[Segmentation mask data]
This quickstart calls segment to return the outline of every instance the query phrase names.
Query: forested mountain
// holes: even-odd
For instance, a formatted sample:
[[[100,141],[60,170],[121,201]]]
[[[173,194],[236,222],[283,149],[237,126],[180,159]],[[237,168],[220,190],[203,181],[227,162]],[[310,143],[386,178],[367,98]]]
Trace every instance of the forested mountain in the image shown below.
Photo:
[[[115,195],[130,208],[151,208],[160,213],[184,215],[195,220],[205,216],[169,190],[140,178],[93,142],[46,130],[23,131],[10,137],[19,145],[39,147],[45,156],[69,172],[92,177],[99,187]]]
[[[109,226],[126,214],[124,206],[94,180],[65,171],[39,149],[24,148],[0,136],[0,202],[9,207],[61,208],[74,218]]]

==

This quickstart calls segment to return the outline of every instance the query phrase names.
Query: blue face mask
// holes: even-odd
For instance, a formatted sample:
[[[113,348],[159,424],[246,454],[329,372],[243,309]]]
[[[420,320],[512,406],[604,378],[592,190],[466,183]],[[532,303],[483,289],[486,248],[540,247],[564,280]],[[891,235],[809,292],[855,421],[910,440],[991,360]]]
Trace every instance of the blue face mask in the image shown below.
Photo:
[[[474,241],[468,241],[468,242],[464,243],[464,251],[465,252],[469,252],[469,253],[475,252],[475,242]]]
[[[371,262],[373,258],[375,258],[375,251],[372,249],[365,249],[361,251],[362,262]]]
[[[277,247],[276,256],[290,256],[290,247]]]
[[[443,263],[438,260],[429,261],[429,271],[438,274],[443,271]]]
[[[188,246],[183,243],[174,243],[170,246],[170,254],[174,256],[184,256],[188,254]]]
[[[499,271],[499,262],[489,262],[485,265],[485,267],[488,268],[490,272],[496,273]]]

▸ TASK INSTRUCTIONS
Of the lines above, retype only those from the line containing "[[[113,348],[159,424],[246,454],[329,372],[243,309]]]" through the line containing "Trace every instance of the blue", including both, exactly.

▸ EXERCISE ANSWER
[[[113,348],[159,424],[246,454],[329,372],[243,309]]]
[[[420,320],[512,406],[604,378],[592,190],[466,183]],[[532,303],[483,289],[486,248],[540,247],[564,280]],[[891,235],[809,292],[855,421],[910,440],[991,360]]]
Trace every instance of the blue face mask in the image shown below.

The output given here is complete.